*** Data in this exercise
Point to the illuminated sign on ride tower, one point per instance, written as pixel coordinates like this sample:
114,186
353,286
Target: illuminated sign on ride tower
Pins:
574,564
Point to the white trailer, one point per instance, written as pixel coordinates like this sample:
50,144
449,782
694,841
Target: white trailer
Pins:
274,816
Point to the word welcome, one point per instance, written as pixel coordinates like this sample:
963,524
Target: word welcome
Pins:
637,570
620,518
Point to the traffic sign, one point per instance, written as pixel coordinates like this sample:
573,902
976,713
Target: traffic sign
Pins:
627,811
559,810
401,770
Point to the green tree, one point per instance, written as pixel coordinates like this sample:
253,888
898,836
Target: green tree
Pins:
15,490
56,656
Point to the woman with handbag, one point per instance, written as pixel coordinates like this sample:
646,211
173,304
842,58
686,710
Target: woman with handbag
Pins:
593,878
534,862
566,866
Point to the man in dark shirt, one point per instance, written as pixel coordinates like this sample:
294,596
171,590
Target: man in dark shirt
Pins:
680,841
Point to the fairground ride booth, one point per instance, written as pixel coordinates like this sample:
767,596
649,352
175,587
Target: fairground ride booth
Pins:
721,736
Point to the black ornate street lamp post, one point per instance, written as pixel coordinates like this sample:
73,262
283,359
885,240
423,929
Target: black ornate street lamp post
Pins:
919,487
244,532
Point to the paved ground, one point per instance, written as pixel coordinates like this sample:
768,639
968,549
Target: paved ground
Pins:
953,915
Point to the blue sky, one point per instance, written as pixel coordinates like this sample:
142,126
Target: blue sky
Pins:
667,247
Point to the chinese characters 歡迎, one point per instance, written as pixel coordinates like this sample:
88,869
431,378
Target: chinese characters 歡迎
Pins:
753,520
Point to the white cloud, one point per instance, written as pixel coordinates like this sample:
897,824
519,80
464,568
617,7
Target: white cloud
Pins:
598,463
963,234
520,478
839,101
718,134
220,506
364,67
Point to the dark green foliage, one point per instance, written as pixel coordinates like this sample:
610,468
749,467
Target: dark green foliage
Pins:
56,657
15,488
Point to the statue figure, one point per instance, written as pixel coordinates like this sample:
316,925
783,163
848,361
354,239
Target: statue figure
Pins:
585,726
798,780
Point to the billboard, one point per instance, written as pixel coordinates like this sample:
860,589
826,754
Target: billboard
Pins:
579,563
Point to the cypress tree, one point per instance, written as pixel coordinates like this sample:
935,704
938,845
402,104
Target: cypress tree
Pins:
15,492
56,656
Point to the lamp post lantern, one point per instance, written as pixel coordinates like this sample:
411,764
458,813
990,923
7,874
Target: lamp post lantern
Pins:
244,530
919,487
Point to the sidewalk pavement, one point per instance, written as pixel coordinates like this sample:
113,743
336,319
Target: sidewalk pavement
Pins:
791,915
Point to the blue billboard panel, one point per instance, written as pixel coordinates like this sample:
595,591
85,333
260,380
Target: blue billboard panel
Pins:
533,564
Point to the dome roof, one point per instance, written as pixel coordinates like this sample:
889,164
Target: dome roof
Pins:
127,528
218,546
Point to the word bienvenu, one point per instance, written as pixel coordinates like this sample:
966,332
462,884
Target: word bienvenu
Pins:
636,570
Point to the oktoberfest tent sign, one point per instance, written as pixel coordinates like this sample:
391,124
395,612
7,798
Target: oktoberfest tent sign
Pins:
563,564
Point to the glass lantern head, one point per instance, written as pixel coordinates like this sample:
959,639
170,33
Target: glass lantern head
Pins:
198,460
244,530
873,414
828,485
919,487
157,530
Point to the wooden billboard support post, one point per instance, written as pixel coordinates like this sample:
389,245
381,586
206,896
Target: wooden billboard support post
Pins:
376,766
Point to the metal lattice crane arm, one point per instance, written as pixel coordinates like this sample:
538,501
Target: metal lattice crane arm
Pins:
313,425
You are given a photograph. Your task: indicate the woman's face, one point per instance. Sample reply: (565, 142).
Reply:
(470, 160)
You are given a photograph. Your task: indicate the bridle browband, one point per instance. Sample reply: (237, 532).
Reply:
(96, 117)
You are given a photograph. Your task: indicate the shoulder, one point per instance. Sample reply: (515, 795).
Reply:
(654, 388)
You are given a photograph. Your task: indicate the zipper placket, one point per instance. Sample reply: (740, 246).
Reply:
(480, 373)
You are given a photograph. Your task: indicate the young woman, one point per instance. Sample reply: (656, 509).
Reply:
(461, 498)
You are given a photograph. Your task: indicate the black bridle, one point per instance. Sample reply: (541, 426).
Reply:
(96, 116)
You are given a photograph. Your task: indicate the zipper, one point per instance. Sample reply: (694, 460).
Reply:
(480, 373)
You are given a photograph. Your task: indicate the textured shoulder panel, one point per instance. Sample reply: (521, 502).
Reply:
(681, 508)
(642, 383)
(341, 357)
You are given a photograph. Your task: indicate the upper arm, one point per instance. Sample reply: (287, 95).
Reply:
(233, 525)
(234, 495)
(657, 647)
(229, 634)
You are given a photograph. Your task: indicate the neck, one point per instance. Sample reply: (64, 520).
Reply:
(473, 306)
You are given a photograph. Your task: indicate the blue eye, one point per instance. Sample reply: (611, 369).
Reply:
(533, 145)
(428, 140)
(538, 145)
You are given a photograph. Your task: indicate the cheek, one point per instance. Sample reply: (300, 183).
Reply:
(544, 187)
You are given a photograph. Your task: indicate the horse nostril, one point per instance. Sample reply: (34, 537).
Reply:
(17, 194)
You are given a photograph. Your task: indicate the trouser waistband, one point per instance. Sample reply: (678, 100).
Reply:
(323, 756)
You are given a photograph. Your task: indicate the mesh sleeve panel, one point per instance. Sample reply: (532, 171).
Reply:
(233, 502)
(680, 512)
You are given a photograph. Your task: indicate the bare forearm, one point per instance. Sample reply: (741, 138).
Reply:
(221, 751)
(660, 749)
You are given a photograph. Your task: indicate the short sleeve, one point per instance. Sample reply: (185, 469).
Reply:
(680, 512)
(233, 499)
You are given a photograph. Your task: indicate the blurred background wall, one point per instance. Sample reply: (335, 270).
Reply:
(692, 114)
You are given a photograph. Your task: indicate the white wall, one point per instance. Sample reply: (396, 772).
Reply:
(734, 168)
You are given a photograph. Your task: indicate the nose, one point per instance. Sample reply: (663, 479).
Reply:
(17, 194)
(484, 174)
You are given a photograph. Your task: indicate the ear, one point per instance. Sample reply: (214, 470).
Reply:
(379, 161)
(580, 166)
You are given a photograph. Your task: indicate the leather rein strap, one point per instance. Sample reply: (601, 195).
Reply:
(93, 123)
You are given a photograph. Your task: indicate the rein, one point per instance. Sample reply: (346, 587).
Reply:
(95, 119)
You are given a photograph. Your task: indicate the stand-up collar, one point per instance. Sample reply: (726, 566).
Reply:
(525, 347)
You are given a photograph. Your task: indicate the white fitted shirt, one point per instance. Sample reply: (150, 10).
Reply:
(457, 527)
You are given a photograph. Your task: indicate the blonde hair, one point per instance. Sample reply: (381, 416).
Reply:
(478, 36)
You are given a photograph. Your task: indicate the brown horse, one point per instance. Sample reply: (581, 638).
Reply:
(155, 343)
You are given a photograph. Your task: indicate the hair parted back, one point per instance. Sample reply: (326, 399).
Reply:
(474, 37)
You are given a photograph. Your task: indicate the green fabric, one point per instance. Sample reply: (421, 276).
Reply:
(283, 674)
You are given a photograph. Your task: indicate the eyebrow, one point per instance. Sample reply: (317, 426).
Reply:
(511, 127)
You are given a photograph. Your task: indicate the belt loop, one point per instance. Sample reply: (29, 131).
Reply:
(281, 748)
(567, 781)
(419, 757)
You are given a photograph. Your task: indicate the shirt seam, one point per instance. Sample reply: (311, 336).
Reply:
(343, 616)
******
- [Problem]:
Please print out every entry again, exactly as it reads.

- [Response area]:
Point to the illuminated sign on ride tower, one point per instance, written as pixel coordinates like this sample:
114,186
353,286
Target: illuminated sign on ride tower
Pins:
574,564
Point to the white trailer, one point per instance, written as pixel coordinates like this sample:
50,144
449,782
694,841
Target: white trailer
Pins:
274,816
Point to the word welcome, one point per instance, written as pixel coordinates like this sample:
963,524
Target: word welcome
Pins:
637,570
620,518
Point to the traffic sign, one point per instance, written as pixel coordinates like this sample:
573,902
976,713
Target: traffic sign
Pins:
627,811
559,810
401,770
Point to the green tree, one point per instance, written as pixel coordinates like this sample:
253,888
898,836
Target: green tree
Pins:
15,490
56,656
Point to the woman with handbag, one point per instance, written as pixel coordinates like this sample:
646,211
173,304
842,58
686,710
Target: woman with handbag
Pins:
593,878
534,862
566,866
Point to the man in dark shirt, one point per instance, written as pixel coordinates like this sample:
294,596
171,590
Target: man in dark shirt
Pins:
680,841
Point to the fairground ride booth, one point per instance, written as pixel coordinates like this sample:
767,596
649,352
175,587
Target: fairground ride booth
Pins:
721,736
Point to the black ornate street lamp post, one point per instance, written as pixel coordinates like this sample:
73,262
283,359
885,240
423,929
Target: black ornate street lamp post
Pins:
919,487
244,532
Point to the paved ground, one point per instance, written as pixel coordinates like this sample:
768,639
968,549
Target: paved ground
Pins:
953,915
Point to the blue sky, one point per instance, written as pixel coordinates like this sample:
142,126
Target: blue sky
Pins:
667,247
Point to the chinese characters 歡迎, one point per instance, written as pixel coordinates like this sample:
88,869
431,378
Target: chinese characters 歡迎
Pins:
753,520
Point to the white cloud, one point per instance, written as pixel coordinates like this sample:
897,824
519,80
464,568
617,7
Target: white cloud
Pins:
598,463
963,234
520,478
839,101
718,134
220,506
364,67
Point to the dark green foliage, one point per instance, written as pixel coordinates like this sample:
610,468
749,467
Target: dark green foliage
Pins:
56,657
15,488
Point to the statue figure, one point per instance, written as pixel coordinates like this sample:
316,925
783,163
848,361
354,239
Target: statue figure
Pins:
585,726
798,780
Point to the billboard, one point per instance, written as pixel coordinates like this sample:
860,589
826,754
Target: billboard
Pins:
579,563
Point to the cypress tree, one point per instance, written as pixel coordinates like this sample:
935,704
938,845
402,104
Target: cypress tree
Pins:
15,492
56,656
Point to the lamp post lantern, one point per instance, written as pixel coordinates like this sample:
411,764
458,813
990,923
7,874
Target: lamp post lantern
Pins:
244,530
919,487
Point to the sidewalk pavement, one point per instance, written as pixel coordinates like this sample:
113,743
336,319
Target: sidewalk pavement
Pins:
791,915
Point to the blue billboard panel, one point per instance, written as pixel coordinates like this sample:
595,591
85,333
260,380
Target: blue billboard panel
Pins:
533,564
Point to the dome roof, one point per instance, written as pixel coordinates like this sample:
889,164
Target: dome roof
Pins:
127,528
218,546
Point to the word bienvenu, one point per instance, written as pixel coordinates like this sample:
966,332
462,884
Target: word bienvenu
Pins:
636,570
Point to the oktoberfest tent sign, one point per instance, written as pixel coordinates like this sample:
391,124
395,612
7,798
Target: oktoberfest tent sign
Pins:
563,564
Point to the glass lantern head, one point per instance, written as pixel coordinates like this sample:
959,639
170,33
Target: glass lantern head
Pins:
198,460
244,530
873,414
828,485
919,487
157,530
Point to the wooden billboard support post, one point per instance, written as pixel coordinates like this sample:
389,245
381,586
206,896
Target: wooden billboard support post
Pins:
376,766
Point to the metal lattice crane arm, one point per instance, written as pixel coordinates like this sample:
538,501
Target: metal lattice crane arm
Pins:
313,425
You are given a photograph. Your task: indicate the woman's face, one point per instance. Sample reply: (565, 142).
Reply:
(470, 160)
You are given a photograph. Your task: indicate the bridle browband, one point per instance. Sample reply: (237, 532).
Reply:
(96, 117)
You are given a photograph. Your task: indicate the shoulder, one point per instance. Sample reply: (515, 795).
Reply:
(654, 388)
You are given a photograph. Your task: indicate the zipper placket, one point per instance. Sample reply: (740, 246).
Reply:
(480, 373)
You are given a photograph. Your task: indicate the young woman, one point per instance. Sample reply: (656, 509).
Reply:
(461, 498)
You are given a photograph. Your task: indicate the black bridle, one point per instance. Sample reply: (541, 426).
Reply:
(96, 116)
You are given a photograph. Your task: indicate the zipper, one point per instance. Sample reply: (694, 460).
Reply:
(480, 373)
You are given a photograph. Your task: indicate the textured shoulder panel, one point per instance. Sample reply: (521, 502).
Reply:
(681, 508)
(642, 383)
(341, 357)
You are given a photograph. Your task: indicate the upper arm, one point per instance. Sample reply: (287, 95).
Reply:
(233, 525)
(234, 495)
(657, 647)
(229, 634)
You are given a photograph. Your task: indicate the neck, one point per instance. Sample reply: (64, 520).
Reply:
(473, 306)
You are given a photograph. Your task: indicate the blue eye, one point per instance. Sample reply: (611, 369).
Reply:
(533, 145)
(428, 140)
(538, 145)
You are given a photograph. Your task: indicate the cheek, one point per instance. Sample reply: (300, 183).
Reply:
(544, 187)
You are given a photograph. Your task: indicate the horse nostril, one point per instance. Sample reply: (34, 537).
Reply:
(17, 194)
You are given a photograph. Your task: indicate the trouser waistband, one point per instance. Sample reply: (678, 100).
Reply:
(323, 756)
You are given a photograph. Your task: indicate the mesh sleeve panel, one point per instance. Sample reply: (532, 171).
Reply:
(233, 502)
(680, 512)
You are given a photograph. Your task: indicate the bare forearm, one point per instance. Sample reply: (741, 138).
Reply:
(221, 751)
(660, 749)
You are given a photograph. Your task: indicate the short sleeve, one point per instance. Sample reply: (185, 469).
Reply:
(680, 512)
(233, 499)
You are given a photograph. Your task: indicate the blurred background wall, one point per instance. Sample reply: (335, 270).
Reply:
(692, 114)
You are given a photograph. Your task: indicate the white wall, one point per instance. Sample reply: (396, 772).
Reply:
(734, 168)
You are given a photograph. Your task: indicate the nose, one point per instance. Sample reply: (663, 479).
Reply:
(17, 194)
(484, 174)
You are given a photograph. Your task: indicate the ear, one point per instance. Sample reply: (214, 470).
Reply:
(379, 161)
(580, 166)
You are given a photograph. Your task: indicate the leather rein strap, one point per instance. Sample reply: (601, 195).
Reply:
(93, 123)
You are given a photograph. Your task: indicate the rein, one point per instance. Sample reply: (346, 587).
Reply:
(95, 119)
You are given a photograph. Your task: indicate the stand-up collar, one point per instance. Sample reply: (726, 566).
Reply:
(525, 347)
You are given a photograph. Your task: indicate the white fitted shirt, one point per instance. Sample reply: (150, 10).
Reply:
(457, 527)
You are given a photograph. Your task: indicate the blonde hair, one point per instance. Sample reply: (381, 416).
Reply:
(478, 36)
You are given a photograph. Your task: indicate the brown horse, one point per instance. Sample reply: (581, 638).
Reply:
(155, 343)
You are given a photograph. Your task: indicate the hair parted back, one point per instance. Sample reply: (326, 399).
Reply:
(474, 37)
You are given a photograph. Your task: indicate the green fabric, one point per instance. Sample reply: (421, 276).
Reply:
(283, 674)
You are given a photograph. Your task: indicate the eyebrow, one point per instance. Sample reply: (317, 426).
Reply:
(511, 127)
You are given a photograph. Your task: indicate the belt loop, one point per instance. Sample reply: (29, 131).
Reply:
(281, 748)
(567, 781)
(419, 757)
You are given a photograph. Your task: indicate the shirt seam, one point per instance. Sample reply: (311, 336).
Reply:
(343, 616)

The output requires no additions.